== Records to process
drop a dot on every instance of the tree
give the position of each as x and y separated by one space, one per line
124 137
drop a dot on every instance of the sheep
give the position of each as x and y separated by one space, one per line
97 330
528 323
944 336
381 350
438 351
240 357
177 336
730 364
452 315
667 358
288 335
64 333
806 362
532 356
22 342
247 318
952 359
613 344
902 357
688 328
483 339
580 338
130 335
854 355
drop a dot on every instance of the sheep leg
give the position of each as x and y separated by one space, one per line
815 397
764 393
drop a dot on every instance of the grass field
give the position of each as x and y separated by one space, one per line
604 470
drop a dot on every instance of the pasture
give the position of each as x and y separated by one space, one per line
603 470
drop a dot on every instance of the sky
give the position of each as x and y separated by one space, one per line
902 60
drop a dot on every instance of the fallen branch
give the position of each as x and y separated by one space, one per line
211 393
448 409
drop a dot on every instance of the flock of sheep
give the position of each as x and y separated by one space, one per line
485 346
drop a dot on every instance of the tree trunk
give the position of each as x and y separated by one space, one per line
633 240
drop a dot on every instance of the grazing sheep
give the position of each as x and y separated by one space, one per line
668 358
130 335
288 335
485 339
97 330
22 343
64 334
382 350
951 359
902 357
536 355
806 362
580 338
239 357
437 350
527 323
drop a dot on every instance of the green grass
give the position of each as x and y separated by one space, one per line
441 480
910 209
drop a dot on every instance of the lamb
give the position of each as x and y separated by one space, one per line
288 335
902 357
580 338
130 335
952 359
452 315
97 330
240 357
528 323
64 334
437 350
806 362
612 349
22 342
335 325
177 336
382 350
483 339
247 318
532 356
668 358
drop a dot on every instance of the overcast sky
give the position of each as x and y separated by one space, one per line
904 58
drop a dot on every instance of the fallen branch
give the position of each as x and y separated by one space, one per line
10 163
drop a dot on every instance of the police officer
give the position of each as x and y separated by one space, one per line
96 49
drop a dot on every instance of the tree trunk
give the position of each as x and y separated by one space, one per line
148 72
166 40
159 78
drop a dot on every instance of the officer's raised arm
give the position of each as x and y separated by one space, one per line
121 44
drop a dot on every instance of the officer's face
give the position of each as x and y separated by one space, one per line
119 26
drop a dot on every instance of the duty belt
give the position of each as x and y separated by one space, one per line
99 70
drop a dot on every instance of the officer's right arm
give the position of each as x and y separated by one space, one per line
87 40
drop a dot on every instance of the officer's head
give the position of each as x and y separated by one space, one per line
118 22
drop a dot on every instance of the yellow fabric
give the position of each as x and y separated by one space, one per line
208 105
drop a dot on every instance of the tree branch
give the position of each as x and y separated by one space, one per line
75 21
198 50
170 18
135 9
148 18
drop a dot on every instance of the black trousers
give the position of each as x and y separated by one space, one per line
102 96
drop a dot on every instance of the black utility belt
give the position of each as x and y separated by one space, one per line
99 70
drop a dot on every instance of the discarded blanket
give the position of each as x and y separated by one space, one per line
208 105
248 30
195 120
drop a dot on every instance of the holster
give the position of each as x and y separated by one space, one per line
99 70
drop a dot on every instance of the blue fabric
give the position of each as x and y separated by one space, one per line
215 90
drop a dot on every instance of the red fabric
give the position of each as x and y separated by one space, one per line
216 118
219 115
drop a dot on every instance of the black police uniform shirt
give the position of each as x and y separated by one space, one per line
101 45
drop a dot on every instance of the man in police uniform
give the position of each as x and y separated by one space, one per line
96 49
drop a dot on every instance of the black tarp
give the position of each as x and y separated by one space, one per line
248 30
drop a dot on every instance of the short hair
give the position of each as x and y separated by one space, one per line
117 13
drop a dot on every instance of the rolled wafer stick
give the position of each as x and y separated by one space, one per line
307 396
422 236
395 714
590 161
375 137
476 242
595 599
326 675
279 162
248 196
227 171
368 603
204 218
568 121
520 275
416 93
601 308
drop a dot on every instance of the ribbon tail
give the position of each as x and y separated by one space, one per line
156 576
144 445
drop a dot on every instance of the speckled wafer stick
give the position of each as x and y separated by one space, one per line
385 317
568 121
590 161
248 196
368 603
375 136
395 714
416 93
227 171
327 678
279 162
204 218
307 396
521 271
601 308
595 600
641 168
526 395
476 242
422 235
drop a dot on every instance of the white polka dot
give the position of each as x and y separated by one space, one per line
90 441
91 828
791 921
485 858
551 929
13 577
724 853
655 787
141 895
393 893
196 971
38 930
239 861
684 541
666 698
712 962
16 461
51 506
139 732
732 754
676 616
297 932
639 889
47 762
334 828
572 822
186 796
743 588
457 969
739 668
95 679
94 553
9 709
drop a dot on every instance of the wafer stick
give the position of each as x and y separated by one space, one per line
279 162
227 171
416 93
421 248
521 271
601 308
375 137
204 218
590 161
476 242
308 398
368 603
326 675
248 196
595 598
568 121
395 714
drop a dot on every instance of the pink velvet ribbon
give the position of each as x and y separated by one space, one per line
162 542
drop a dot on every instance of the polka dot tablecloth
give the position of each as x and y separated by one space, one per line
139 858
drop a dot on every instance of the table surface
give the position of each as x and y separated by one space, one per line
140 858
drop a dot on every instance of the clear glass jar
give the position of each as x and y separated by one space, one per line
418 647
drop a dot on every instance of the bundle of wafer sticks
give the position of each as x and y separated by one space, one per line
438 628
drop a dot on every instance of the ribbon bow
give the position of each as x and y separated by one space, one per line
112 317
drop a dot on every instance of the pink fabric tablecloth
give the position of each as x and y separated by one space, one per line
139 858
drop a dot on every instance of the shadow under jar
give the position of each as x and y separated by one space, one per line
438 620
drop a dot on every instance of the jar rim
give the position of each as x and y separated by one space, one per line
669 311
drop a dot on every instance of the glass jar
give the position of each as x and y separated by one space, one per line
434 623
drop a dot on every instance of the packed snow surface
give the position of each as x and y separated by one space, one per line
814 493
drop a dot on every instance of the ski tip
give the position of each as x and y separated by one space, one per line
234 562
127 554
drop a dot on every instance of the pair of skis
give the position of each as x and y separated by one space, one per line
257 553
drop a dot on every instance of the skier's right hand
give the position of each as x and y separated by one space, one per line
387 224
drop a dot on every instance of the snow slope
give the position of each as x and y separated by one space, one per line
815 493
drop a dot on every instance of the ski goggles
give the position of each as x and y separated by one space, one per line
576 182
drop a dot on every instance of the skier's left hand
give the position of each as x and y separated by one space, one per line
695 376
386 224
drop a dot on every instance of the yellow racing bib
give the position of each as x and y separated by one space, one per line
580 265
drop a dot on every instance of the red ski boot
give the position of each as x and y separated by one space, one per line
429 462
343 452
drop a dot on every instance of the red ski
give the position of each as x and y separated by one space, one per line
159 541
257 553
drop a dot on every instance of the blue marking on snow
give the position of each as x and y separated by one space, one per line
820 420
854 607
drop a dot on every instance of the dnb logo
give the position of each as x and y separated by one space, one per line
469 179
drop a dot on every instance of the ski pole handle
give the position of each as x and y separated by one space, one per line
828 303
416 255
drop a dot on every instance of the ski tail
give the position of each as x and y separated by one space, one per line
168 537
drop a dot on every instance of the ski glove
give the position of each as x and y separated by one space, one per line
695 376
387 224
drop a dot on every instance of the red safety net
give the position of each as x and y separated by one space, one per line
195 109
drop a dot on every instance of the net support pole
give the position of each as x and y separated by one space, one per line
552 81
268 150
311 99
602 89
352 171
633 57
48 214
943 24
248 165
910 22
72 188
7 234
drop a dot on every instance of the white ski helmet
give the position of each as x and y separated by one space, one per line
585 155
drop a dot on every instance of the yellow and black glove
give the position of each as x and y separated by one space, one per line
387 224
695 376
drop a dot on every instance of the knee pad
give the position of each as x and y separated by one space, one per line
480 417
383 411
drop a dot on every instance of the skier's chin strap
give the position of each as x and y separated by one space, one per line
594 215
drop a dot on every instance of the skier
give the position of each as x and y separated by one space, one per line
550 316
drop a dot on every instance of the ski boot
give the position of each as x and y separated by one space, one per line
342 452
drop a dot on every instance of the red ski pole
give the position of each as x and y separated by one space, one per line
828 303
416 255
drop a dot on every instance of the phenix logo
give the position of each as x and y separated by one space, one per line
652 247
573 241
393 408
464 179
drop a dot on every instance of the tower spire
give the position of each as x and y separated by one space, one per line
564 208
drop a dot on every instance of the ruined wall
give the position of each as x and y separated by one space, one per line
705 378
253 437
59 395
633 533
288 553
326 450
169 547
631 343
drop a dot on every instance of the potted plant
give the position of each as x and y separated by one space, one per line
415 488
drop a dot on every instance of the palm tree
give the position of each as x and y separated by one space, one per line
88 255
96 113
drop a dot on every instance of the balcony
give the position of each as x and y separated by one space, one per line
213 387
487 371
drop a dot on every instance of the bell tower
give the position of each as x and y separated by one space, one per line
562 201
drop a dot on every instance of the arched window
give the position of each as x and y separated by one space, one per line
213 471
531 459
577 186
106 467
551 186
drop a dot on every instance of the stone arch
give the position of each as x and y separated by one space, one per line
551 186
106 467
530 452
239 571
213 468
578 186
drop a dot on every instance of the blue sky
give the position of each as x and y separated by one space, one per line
====
Stated exercise: From the line containing "drop a dot on every instance of the ruined" to the last line of the material, please quote every line exactly and only those.

Output of the task:
drop a dot on every instance of the ruined wall
give the position of each as x and y separated by one space, one per line
705 378
253 437
59 395
633 533
288 553
326 450
169 547
631 343
drop a dot on every instance of the potted plant
give the position of each as x and y separated by one space, one per line
415 488
drop a dot on every instance of the palm tree
give the position of each as x and y separated by one space, one per line
88 255
96 113
drop a dot on every instance of the balcony
give the position of each as x and y separated by one space, one per line
213 387
487 371
drop a dot on every instance of the bell tower
give the position of each as x and y separated by one space, one per line
562 201
drop a dot on every instance of the arched window
give the position of each as x and y separated by one space, one per line
213 471
531 459
577 186
106 467
551 186
drop a dot on every instance of the stone arch
give the position of each as x and y separated by one space, one per line
551 186
106 467
530 452
239 571
213 468
578 186
drop a dot on every instance of the blue sky
give the position of each as x and y separated by one space, one per line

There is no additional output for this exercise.